* Problem to solve
Skip the pictures. Output only the lines below starting at the line with "of the desk" and ending at the line with "Where can the green", both ends included, exactly as they are.

* Records from a dataset
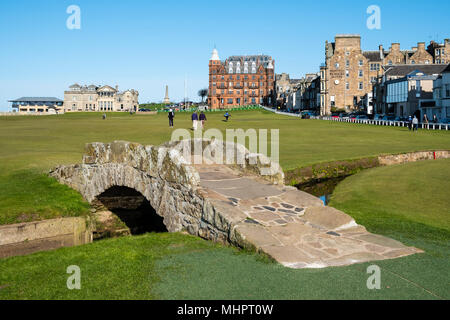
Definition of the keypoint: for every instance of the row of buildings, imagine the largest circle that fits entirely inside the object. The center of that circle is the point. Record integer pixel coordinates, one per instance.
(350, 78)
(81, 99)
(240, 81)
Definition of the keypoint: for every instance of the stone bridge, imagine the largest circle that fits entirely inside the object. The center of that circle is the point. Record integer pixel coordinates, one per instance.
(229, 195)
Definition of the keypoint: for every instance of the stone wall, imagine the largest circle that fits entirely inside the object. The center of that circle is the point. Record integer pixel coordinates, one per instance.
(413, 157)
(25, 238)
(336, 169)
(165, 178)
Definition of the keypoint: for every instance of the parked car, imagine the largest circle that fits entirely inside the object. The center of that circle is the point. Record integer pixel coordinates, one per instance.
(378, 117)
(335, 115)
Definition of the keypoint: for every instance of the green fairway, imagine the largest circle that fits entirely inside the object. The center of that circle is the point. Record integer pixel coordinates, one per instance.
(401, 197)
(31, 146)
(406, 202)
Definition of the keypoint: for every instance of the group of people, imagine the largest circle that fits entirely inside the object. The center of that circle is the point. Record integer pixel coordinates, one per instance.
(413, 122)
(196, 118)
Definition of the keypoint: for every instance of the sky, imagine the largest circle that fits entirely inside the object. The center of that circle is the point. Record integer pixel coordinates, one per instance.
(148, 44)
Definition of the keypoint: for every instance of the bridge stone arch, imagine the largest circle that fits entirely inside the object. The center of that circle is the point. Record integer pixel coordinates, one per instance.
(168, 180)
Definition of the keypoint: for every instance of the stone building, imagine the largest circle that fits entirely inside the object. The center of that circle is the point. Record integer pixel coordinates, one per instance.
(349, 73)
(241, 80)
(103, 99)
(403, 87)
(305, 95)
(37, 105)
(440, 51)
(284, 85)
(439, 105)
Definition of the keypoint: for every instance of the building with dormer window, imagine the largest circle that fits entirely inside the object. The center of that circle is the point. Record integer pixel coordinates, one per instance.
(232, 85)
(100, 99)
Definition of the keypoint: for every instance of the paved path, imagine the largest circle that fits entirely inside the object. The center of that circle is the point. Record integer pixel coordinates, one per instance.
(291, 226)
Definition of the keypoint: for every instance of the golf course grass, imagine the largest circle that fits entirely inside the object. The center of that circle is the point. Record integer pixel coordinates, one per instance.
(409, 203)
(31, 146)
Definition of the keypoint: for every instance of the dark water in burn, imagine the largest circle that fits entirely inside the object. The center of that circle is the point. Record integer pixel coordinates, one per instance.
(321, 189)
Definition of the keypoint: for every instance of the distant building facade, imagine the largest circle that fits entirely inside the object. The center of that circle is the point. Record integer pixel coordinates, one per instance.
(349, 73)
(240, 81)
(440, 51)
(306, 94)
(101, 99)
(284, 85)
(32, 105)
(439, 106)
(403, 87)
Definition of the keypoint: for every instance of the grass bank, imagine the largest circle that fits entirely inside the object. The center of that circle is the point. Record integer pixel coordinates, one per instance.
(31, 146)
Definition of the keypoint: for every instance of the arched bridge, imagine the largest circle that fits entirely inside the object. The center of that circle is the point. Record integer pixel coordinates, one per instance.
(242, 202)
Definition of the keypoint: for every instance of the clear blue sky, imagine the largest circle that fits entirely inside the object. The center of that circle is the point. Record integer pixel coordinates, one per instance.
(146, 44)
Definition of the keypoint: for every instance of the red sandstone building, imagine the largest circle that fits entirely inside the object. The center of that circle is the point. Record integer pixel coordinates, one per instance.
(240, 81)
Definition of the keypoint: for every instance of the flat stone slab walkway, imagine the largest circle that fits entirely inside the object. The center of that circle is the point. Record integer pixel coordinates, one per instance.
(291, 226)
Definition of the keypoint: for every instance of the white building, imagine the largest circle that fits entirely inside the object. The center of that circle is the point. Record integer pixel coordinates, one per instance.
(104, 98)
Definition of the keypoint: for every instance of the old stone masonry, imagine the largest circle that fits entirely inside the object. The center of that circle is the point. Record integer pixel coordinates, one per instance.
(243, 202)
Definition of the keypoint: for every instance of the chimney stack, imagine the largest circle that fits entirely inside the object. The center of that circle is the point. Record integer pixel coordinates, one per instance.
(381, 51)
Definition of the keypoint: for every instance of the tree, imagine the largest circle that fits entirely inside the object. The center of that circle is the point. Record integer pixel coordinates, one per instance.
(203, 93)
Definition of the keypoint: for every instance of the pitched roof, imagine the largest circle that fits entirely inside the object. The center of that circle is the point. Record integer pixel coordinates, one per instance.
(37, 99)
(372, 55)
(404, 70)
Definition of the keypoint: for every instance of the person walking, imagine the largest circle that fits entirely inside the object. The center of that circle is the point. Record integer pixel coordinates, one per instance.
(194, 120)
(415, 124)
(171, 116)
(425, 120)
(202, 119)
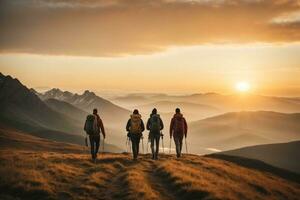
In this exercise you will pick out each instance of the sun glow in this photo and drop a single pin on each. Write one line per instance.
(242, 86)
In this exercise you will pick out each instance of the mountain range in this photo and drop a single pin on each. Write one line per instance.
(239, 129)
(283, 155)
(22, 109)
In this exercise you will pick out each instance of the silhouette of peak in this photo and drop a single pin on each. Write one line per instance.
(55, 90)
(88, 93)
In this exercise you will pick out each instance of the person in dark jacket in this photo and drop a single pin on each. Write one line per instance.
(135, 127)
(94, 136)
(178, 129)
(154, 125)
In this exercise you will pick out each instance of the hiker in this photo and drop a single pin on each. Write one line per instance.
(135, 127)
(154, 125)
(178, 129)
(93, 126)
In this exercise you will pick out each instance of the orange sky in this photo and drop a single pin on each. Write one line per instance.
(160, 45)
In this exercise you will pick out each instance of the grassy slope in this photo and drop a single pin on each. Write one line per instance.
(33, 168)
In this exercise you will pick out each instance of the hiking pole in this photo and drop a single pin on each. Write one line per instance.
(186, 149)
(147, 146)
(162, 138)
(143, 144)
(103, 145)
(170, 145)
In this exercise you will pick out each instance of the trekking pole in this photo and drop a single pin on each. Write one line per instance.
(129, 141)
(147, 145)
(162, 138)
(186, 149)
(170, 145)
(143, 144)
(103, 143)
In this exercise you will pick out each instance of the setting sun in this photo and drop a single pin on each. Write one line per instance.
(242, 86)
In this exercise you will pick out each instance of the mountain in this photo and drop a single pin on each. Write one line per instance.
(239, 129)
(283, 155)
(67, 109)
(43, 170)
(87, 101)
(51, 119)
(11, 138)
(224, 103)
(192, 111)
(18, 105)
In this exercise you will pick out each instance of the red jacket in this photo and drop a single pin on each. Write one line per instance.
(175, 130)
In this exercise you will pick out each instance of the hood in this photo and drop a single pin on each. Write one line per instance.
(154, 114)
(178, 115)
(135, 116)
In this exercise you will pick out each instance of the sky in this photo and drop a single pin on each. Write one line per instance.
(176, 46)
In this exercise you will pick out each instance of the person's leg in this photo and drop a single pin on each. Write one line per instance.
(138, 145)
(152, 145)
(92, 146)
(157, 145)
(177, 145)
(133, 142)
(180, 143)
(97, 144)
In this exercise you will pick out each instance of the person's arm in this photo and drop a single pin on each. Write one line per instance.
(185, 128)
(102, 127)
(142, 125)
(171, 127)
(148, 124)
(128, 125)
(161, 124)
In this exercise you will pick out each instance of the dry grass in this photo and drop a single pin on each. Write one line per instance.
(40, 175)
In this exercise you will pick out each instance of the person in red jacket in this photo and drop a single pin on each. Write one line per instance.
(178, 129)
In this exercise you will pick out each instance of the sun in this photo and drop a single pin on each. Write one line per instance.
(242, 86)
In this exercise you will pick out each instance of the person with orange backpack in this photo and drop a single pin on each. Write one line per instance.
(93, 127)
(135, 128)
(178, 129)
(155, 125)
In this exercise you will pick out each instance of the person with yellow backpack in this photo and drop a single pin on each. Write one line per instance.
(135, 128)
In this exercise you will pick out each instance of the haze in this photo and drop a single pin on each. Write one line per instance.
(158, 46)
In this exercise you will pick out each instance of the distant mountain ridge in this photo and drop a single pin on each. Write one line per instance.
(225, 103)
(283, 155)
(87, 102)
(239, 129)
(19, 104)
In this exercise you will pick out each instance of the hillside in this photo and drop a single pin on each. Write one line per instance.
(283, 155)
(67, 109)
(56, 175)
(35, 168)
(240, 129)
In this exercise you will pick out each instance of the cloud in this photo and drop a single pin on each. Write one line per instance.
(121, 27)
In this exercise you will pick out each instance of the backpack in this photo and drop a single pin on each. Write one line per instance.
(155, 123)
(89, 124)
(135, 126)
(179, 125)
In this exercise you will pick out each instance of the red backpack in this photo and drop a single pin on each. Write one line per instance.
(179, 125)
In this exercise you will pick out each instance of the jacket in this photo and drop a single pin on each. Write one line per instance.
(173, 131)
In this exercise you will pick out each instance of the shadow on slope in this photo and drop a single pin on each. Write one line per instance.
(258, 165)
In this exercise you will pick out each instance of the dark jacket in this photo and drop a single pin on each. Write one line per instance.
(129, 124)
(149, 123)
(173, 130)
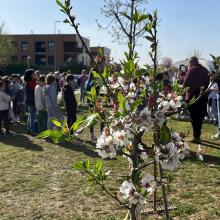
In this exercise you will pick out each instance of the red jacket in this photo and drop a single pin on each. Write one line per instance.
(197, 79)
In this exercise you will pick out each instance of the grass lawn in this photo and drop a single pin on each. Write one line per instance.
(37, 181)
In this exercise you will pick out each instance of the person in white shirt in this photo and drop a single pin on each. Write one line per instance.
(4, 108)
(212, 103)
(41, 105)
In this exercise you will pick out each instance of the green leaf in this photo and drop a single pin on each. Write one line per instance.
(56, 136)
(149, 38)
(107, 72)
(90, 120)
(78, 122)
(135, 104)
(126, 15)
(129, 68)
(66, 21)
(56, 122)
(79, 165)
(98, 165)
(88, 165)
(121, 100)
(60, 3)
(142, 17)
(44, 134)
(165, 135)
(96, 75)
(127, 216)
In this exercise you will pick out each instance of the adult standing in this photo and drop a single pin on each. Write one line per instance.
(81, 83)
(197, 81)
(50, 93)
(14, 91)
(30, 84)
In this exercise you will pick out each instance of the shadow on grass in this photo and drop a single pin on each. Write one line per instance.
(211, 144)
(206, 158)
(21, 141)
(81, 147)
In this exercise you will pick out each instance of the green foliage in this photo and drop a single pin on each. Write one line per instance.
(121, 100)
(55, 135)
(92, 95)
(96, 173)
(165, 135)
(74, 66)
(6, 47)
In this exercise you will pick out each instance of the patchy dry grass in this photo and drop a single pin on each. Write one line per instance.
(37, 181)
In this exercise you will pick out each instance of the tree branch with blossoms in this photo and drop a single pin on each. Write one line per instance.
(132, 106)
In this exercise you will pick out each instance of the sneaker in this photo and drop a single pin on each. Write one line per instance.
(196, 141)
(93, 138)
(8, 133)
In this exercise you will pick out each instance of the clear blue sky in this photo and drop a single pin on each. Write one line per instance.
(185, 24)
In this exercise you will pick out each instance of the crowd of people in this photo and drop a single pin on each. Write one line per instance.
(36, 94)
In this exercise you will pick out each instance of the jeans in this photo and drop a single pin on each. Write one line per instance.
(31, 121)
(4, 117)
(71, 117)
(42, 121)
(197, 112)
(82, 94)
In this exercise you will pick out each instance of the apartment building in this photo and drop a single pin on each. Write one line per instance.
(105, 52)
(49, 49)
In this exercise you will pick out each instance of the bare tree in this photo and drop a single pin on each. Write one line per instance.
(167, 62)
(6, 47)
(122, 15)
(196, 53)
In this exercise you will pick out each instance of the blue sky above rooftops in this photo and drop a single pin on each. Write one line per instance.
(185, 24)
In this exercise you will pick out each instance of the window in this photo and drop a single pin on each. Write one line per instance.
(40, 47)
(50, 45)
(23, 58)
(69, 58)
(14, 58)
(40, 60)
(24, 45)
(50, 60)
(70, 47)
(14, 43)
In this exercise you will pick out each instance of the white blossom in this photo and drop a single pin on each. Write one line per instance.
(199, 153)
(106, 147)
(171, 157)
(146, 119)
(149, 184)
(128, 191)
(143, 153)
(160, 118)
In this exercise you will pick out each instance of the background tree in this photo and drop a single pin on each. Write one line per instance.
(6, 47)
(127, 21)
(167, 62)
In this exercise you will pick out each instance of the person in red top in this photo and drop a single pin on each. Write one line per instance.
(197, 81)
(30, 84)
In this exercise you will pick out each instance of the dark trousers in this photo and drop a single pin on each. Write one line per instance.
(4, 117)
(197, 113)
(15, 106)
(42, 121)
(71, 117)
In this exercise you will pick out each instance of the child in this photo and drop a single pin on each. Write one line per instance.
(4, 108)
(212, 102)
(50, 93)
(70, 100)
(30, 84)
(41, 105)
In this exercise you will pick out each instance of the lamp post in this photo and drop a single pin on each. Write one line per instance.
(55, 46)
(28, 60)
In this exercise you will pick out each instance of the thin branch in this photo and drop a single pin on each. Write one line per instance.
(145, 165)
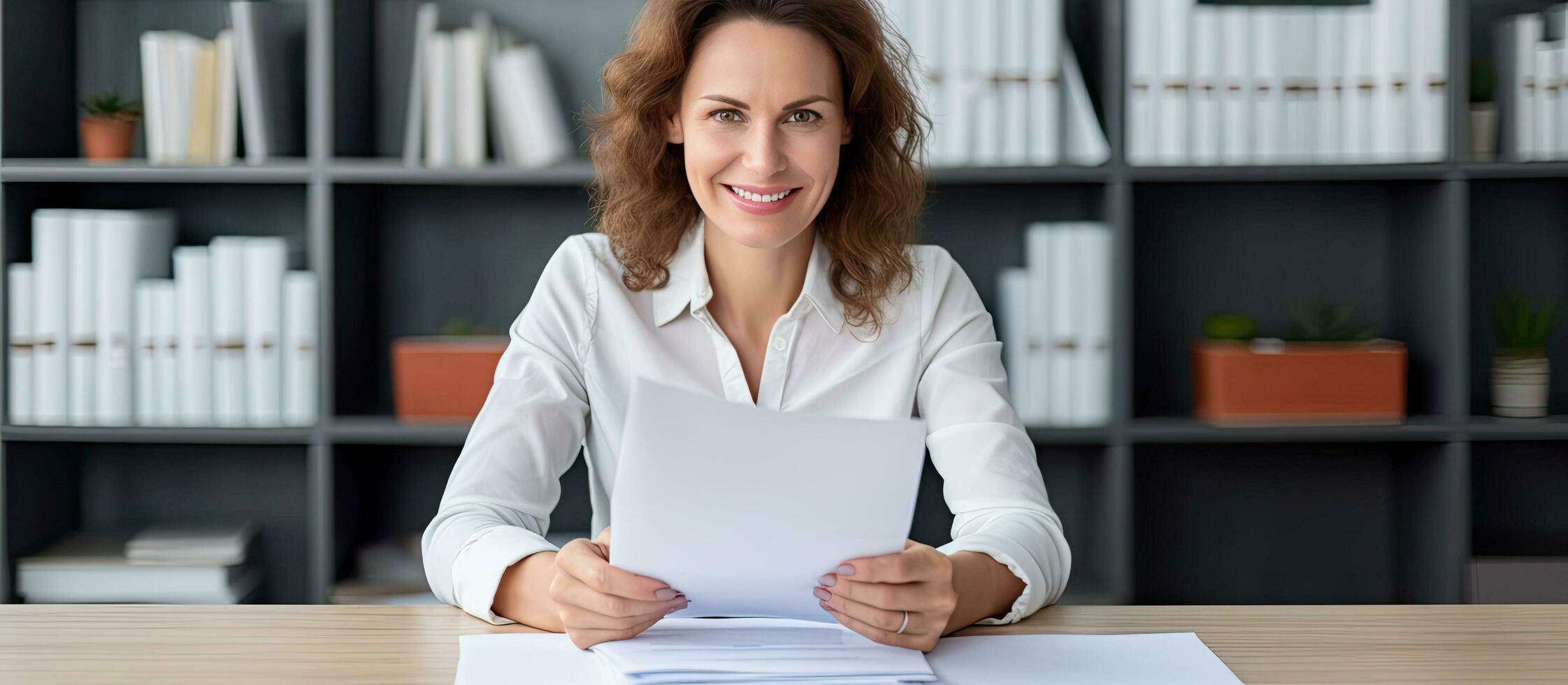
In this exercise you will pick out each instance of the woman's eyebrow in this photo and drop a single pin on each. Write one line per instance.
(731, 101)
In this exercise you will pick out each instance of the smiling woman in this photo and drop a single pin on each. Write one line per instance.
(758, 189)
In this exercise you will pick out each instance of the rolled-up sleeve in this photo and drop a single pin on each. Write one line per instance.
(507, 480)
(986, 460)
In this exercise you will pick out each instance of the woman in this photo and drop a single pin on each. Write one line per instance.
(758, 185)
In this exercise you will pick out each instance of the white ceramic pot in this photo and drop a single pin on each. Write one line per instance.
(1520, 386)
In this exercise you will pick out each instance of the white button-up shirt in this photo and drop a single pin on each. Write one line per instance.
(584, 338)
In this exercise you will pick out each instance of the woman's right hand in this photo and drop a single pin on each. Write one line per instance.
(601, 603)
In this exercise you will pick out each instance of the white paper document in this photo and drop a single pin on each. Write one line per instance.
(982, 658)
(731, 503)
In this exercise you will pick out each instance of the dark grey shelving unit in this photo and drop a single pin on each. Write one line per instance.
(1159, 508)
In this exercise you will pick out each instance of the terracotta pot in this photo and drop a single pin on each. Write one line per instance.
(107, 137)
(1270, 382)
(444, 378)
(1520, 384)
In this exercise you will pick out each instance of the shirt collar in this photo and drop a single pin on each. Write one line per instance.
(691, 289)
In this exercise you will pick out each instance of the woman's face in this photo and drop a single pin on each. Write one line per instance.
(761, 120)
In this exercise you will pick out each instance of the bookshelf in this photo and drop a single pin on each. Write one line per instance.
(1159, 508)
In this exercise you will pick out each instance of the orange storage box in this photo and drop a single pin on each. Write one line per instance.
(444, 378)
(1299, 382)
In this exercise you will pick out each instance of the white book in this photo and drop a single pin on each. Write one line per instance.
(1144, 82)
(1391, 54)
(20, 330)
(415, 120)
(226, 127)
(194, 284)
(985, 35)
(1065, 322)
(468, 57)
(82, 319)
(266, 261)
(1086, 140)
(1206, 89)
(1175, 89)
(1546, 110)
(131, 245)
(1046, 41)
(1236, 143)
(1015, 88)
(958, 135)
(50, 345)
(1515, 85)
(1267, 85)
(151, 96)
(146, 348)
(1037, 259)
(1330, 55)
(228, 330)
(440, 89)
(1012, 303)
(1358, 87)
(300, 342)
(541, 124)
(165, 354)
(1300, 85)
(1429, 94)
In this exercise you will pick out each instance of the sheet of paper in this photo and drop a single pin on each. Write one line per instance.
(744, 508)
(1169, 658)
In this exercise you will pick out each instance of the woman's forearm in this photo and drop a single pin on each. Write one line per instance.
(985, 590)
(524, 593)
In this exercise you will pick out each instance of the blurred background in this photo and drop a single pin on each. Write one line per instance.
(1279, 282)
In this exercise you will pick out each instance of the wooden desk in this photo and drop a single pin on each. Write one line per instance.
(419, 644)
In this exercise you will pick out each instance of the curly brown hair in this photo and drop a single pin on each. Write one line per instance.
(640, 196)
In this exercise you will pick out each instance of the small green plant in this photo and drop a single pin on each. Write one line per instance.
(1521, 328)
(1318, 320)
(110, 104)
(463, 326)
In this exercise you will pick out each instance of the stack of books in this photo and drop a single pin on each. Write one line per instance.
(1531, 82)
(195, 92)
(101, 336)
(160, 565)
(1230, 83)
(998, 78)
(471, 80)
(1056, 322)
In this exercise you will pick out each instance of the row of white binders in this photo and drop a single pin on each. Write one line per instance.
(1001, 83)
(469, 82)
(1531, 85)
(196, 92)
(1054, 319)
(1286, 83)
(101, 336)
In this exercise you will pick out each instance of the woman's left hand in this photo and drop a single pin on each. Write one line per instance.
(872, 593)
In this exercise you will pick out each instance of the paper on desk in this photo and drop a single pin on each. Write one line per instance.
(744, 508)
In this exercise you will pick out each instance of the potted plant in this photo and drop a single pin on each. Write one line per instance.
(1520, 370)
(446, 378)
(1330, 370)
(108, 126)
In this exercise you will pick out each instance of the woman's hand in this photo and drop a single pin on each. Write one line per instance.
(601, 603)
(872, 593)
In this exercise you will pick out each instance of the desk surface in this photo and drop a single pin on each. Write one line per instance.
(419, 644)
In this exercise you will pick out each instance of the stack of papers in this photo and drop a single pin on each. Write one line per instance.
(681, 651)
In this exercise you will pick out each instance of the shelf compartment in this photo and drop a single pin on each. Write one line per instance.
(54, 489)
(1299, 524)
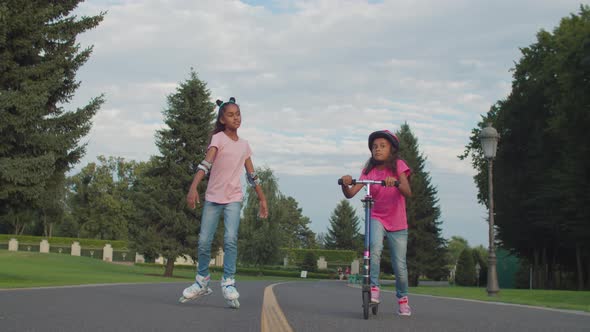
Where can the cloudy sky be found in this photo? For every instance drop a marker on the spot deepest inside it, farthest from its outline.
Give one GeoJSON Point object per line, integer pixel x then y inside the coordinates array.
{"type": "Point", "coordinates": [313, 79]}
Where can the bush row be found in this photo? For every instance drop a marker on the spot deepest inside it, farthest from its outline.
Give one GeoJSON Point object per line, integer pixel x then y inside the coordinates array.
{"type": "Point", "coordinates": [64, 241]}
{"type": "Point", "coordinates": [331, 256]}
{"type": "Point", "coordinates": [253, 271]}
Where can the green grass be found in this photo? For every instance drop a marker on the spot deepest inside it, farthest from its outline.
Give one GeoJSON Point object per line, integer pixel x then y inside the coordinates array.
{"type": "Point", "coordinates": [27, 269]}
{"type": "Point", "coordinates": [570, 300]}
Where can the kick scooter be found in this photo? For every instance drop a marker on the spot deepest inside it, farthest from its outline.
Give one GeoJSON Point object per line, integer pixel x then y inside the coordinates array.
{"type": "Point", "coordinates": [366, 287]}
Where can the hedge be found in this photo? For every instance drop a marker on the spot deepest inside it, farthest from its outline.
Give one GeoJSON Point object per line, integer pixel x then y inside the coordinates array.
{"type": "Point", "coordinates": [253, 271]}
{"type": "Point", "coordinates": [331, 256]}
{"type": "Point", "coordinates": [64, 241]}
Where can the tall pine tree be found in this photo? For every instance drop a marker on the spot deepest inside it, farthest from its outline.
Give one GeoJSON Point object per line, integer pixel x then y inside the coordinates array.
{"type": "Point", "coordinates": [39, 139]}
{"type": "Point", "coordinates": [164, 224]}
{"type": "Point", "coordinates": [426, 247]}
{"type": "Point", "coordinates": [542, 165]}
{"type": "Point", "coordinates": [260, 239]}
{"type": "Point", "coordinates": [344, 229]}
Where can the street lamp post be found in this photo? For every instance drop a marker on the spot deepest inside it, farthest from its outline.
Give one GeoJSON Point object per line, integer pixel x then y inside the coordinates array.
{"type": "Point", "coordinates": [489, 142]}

* Reply
In this exercise you will pick out each instance of the desk surface in this photo and drop a single pin on each. Write one line per instance.
(419, 644)
In this exercise you will pick out each instance of the stack of papers in this photo and drop a single pin on each. Write one line per instance.
(681, 651)
In this exercise you will pick out each instance of the shelf compartment in this photo and drop a single pin on each. Write one line per instance.
(54, 489)
(1299, 524)
Where can the cloudy sky be found in this photo? For every instance drop a marker on the spot deepest inside it, farthest from its outline.
Give one GeoJSON Point object per line, integer pixel x then y inside the coordinates array.
{"type": "Point", "coordinates": [313, 79]}
Where can the bush row be found in this photo? For every instance drop a marker on the spot deepest inside it, farthest from its outline.
Give one GeoJSON Point object per line, integer pixel x then y inside the coordinates array.
{"type": "Point", "coordinates": [64, 241]}
{"type": "Point", "coordinates": [331, 256]}
{"type": "Point", "coordinates": [253, 271]}
Where can the green grass be found in this photo? For every instance drop a marker on the spot deepest inside it, farthest from its outline.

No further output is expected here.